Please output every line of the material below unchanged.

···

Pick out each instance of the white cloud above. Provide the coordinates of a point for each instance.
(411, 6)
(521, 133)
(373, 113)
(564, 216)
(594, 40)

···

§ REPLY:
Pick out each instance of the white cloud above. Provide the coordinates of a point for each instance.
(411, 6)
(521, 133)
(373, 113)
(564, 216)
(594, 40)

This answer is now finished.